Start of Available records

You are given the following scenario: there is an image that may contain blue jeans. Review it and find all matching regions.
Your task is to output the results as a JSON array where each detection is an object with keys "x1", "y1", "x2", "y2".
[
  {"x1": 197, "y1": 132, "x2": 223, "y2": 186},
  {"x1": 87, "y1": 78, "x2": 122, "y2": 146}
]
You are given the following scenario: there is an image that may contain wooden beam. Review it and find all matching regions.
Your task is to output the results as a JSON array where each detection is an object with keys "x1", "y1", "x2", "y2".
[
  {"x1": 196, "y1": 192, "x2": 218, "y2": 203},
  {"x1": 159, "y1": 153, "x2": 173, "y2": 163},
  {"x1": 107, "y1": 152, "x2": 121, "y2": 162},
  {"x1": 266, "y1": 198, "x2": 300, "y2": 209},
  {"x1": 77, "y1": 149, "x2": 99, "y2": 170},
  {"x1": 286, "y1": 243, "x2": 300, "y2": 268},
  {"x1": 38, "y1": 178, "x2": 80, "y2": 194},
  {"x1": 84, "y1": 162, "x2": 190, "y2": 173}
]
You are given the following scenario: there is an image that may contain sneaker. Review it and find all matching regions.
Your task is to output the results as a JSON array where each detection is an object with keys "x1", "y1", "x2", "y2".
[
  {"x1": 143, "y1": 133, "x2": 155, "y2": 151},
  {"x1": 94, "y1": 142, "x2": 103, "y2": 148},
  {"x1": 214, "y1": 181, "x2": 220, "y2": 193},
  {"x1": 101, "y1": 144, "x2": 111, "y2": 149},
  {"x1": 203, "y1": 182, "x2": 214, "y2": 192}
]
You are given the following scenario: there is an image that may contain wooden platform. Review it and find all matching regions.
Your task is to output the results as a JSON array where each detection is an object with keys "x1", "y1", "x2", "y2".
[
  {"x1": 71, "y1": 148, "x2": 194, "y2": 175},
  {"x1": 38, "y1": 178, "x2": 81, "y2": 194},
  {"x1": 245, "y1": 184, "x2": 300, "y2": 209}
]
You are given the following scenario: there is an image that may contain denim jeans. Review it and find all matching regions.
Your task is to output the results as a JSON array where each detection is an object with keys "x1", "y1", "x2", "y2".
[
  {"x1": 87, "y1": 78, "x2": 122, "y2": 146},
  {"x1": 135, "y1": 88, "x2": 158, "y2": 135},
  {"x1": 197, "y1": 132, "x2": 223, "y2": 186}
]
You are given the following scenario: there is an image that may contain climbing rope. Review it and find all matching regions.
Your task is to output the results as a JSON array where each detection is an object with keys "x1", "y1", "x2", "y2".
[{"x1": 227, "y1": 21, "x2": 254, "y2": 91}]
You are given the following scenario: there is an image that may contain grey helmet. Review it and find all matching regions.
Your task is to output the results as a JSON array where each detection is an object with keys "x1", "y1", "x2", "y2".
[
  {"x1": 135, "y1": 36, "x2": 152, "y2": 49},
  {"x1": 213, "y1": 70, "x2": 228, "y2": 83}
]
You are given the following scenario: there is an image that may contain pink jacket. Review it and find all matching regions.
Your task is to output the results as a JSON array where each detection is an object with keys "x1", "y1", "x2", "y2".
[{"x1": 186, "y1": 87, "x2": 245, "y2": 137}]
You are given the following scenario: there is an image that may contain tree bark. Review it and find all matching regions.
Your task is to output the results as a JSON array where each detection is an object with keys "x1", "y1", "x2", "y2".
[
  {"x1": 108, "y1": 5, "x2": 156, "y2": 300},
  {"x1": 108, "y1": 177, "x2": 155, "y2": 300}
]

End of Available records

● **Problem to solve**
Please write out the material again, starting with the line that contains "bark. Review it and find all matching regions." and continuing through the end of the material, with 131 added to every coordinate in the answers.

● **Response to the task**
You are given the following scenario: there is an image that may contain tree bark. Review it and find all matching regions.
Your task is to output the results as a JSON array where each detection is an object with keys "x1", "y1", "x2", "y2".
[
  {"x1": 239, "y1": 136, "x2": 287, "y2": 431},
  {"x1": 239, "y1": 308, "x2": 286, "y2": 431}
]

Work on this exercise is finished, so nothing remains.